** WHAT IS EXPECTED **
Rewrite the paragraph in the text that begins "The XlnE mutant strains were cultivated" as a short bulleted list, keeping its main findings.

** TEXT SHOWN **
****************************************
A. Alignment of the putative promoter consensus sequences found in bipA, pdiA, hacA, cypA, ydjA, trxA and pbnA genes. Black box: identical sequence.

B. Growth of mutant strains on agar plates with different substrates and DTT for 3 days at 37°C.

C. Enzymatic activities in the supernatants of A. nidulans strains grown on 1% hydrothermal‐pretreated sugarcane bagasse, pH 6.5 for 3 days at 37°C. Enzymatic activity assays were performed with different substrates, pH 5.5 and at 50°C. (*) P‐values between 0.05 and 0.01 and (****) P‐values <0.0001.

The XlnE mutant strains were cultivated on MM agar plates supplemented with glucose, CMC, xylose, starch or pectin to investigate growth phenotypes as well as in the presence of DTT to evaluate chemical cellular stress resistance. Deleted genes were not essential to carbohydrate metabolism nor to metabolize DTT since all four mutant strains seem to equally grow in the different conditions (Fig. 3B). In addition, mutant strains were grown on hydrothermal‐pretreated sugarcane bagasse in order to quantify the secretion of different carbohydrate‐active enzymes (CAZymes) in the crude supernatants. Arabinofuranosidase, cellobiohydrolase, β‐glucosidase and β‐xylosidase activities were slightly lower in the XlnE mutant strains (except for β‐xylosidase activity in the ΔcypA strain), whereas amylase, pectinase, endoglucanase, xylanase and xyloglucanase activities were lower only in the ΔpbnA mutant (Fig. 3C) (Appendix S1). Furthermore, no morphological differences were detected in the mutant strains hyphae (Fig. S10).
****************************************
** DATASET **
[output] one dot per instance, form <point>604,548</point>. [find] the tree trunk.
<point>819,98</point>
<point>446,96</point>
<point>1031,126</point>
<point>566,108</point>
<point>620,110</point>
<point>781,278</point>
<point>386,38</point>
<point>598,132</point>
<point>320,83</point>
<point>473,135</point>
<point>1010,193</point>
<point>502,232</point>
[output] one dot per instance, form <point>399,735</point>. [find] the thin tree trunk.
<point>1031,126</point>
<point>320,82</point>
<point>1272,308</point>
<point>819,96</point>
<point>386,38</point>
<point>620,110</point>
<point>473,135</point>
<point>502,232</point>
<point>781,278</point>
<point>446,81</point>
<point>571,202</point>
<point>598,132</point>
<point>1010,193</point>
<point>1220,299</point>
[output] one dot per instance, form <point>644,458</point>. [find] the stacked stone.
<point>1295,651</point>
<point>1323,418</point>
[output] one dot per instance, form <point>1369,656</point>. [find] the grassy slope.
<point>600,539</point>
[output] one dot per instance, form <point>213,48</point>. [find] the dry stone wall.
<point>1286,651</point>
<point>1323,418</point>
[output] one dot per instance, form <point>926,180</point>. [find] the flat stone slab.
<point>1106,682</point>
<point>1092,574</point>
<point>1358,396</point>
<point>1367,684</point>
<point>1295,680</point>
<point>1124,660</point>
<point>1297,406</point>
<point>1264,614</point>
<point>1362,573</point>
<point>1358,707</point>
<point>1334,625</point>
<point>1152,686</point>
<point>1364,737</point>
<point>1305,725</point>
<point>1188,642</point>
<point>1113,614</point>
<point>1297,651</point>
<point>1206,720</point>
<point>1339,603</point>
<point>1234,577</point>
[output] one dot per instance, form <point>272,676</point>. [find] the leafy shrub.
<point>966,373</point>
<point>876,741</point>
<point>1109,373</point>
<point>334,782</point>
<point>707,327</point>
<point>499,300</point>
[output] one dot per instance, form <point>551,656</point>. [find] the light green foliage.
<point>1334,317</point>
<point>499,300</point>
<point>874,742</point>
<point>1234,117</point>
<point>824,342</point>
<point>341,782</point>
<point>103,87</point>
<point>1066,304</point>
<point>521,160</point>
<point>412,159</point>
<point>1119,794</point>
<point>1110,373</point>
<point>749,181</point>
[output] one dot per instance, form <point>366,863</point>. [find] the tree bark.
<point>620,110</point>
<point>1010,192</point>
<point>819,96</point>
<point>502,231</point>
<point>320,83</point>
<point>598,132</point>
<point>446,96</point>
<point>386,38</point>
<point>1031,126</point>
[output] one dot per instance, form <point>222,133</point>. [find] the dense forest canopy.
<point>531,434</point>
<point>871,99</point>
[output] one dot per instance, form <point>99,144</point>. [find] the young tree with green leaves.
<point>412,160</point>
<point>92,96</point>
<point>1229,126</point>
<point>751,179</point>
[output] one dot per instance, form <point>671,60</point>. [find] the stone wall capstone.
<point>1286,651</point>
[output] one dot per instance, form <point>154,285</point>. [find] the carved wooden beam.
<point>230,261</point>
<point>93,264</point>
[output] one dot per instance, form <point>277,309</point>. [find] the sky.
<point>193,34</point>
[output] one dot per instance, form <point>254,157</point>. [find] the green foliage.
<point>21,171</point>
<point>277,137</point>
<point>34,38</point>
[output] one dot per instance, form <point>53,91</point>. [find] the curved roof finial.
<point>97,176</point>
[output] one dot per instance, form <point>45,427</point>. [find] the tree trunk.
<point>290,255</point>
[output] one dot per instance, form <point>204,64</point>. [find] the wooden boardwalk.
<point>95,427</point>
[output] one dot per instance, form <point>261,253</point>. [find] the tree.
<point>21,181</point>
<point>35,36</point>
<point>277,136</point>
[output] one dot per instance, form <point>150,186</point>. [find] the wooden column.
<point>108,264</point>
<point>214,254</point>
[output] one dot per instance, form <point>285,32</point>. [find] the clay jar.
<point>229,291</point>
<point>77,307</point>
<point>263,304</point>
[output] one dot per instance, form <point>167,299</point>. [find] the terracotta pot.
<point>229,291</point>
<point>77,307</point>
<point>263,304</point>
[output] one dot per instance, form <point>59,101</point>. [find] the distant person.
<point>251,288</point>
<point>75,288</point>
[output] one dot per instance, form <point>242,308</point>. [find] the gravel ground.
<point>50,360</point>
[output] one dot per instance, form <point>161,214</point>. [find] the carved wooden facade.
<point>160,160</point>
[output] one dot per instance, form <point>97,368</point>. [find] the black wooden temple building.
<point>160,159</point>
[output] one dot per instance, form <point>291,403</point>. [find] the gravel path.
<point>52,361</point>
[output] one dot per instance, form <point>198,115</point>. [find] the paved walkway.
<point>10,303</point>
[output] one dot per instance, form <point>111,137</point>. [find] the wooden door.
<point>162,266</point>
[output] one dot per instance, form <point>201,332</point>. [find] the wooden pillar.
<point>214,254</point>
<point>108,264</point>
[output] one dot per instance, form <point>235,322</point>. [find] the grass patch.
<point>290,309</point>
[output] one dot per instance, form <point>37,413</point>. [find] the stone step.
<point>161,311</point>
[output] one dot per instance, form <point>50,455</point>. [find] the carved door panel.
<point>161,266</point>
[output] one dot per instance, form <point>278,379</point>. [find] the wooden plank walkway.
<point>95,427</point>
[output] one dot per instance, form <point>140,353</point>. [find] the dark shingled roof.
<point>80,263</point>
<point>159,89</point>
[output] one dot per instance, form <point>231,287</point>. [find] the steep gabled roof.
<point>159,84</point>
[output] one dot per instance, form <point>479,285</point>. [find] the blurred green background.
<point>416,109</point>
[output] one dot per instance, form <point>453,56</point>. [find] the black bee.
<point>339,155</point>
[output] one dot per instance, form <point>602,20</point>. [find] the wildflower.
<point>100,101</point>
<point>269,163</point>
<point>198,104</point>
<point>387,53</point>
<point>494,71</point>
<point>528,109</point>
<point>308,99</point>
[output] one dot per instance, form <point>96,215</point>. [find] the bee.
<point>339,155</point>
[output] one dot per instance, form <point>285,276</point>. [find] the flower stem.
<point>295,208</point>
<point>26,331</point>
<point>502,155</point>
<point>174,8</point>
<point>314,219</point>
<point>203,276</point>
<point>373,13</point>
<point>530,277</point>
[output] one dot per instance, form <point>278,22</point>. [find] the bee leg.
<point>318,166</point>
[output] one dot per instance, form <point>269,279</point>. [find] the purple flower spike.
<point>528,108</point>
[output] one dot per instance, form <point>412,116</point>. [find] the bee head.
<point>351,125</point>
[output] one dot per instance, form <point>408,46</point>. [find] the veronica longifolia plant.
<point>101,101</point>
****************************************
** TASK RESPONSE **
- XlnE mutant strains were grown on MM agar plates with glucose, CMC, xylose, starch or pectin, and with DTT to test resistance to chemical cellular stress.
- All four mutants seemed to grow equally in every condition, so the deleted genes were not essential for carbohydrate metabolism or for metabolizing DTT (Fig. 3B).
- The mutants were also grown on hydrothermal‐pretreated sugarcane bagasse to measure secretion of carbohydrate‐active enzymes (CAZymes) in the crude supernatants.
- Arabinofuranosidase, cellobiohydrolase, β‐glucosidase and β‐xylosidase activities were slightly lower in the mutants, except β‐xylosidase in ΔcypA.
- Amylase, pectinase, endoglucanase, xylanase and xyloglucanase activities were lower only in ΔpbnA (Fig. 3C).
- The mutants' hyphae showed no morphological differences (Fig. S10).